— start —

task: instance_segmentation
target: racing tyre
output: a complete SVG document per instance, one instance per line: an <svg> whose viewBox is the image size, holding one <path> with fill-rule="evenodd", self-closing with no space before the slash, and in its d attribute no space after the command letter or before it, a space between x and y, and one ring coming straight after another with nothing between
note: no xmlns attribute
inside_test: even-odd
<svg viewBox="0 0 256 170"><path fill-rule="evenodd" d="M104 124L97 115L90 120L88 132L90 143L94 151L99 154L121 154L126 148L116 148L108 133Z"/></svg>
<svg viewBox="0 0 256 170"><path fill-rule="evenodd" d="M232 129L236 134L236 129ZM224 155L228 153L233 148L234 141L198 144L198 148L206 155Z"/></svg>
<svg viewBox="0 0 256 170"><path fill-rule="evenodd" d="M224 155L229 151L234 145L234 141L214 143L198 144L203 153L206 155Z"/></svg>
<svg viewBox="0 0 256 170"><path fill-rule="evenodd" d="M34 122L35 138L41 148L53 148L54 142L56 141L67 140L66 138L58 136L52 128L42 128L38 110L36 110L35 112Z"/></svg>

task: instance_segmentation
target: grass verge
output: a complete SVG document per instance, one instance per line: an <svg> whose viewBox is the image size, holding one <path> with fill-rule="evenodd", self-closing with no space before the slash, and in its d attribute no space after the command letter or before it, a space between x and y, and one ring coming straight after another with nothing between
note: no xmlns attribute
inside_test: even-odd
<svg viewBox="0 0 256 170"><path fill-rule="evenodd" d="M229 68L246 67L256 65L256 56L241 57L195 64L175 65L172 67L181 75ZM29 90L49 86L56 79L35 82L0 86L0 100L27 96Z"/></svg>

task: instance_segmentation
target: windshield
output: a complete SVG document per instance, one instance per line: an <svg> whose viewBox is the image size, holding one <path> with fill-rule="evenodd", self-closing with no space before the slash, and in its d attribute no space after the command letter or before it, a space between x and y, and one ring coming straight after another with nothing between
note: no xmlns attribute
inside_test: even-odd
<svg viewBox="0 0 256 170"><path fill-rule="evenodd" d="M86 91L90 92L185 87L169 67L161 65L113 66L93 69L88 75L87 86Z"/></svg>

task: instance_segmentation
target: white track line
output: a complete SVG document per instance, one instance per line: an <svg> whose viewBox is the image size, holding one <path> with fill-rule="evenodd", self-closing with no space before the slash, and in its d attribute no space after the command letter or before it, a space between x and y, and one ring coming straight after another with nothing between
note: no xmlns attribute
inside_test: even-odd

— end —

• Goal:
Return every line of the records above, unchanged and in the same order.

• Expected output:
task: instance_segmentation
target: racing tyre
output: a complete SVG document per instance, one instance per line: an <svg> whose viewBox is the image size, holding one <path> with fill-rule="evenodd", self-closing with no space before the slash, and in its d attribute no space after the command letter or before it, a space between x and y, and one ring coming straight after another with nothing between
note: no xmlns attribute
inside_test: even-odd
<svg viewBox="0 0 256 170"><path fill-rule="evenodd" d="M104 124L97 115L90 120L88 132L90 143L94 151L99 154L121 154L126 148L116 148L108 133Z"/></svg>
<svg viewBox="0 0 256 170"><path fill-rule="evenodd" d="M232 129L236 134L236 129ZM224 155L228 153L233 148L234 141L198 144L198 148L206 155Z"/></svg>
<svg viewBox="0 0 256 170"><path fill-rule="evenodd" d="M224 155L229 151L234 145L234 141L214 143L198 144L203 153L206 155Z"/></svg>
<svg viewBox="0 0 256 170"><path fill-rule="evenodd" d="M34 122L35 138L41 148L53 148L54 142L56 141L67 140L66 138L58 136L52 128L42 128L38 110L36 110L35 112Z"/></svg>

task: instance_segmentation
target: grass verge
output: a complete SVG document per instance, one instance per line: an <svg> whose viewBox is the image size, holding one <path> with fill-rule="evenodd", self-closing with no space before the slash, and in its d attribute no space after the command letter or before it, a space between x and y, and one ring coming straight after another with nothing between
note: no xmlns attribute
inside_test: even-odd
<svg viewBox="0 0 256 170"><path fill-rule="evenodd" d="M229 68L246 67L256 65L256 56L241 57L195 64L175 65L172 67L181 75ZM29 90L49 86L56 79L35 82L0 86L0 100L27 96Z"/></svg>

task: instance_segmentation
target: windshield
output: a complete SVG document per instance, one instance per line: an <svg> whose viewBox is the image size, holding one <path> with fill-rule="evenodd", self-closing with no space before the slash, and in its d attribute no space after the command letter or before it, a space between x and y, and one ring coming straight after another with nothing between
note: no xmlns attribute
inside_test: even-odd
<svg viewBox="0 0 256 170"><path fill-rule="evenodd" d="M86 91L90 92L185 87L169 67L161 65L113 66L93 69L88 75L87 86Z"/></svg>

task: instance_segmentation
target: white track line
output: a complete SVG document per instance, one instance per line: an <svg> whose viewBox is the image size, holding one <path> with fill-rule="evenodd", self-closing with no space before the slash, and in its d attribute no space after the command letter or before it, a space between x and y, and one ring coming straight after another with nothing between
note: no xmlns attribute
inside_test: even-odd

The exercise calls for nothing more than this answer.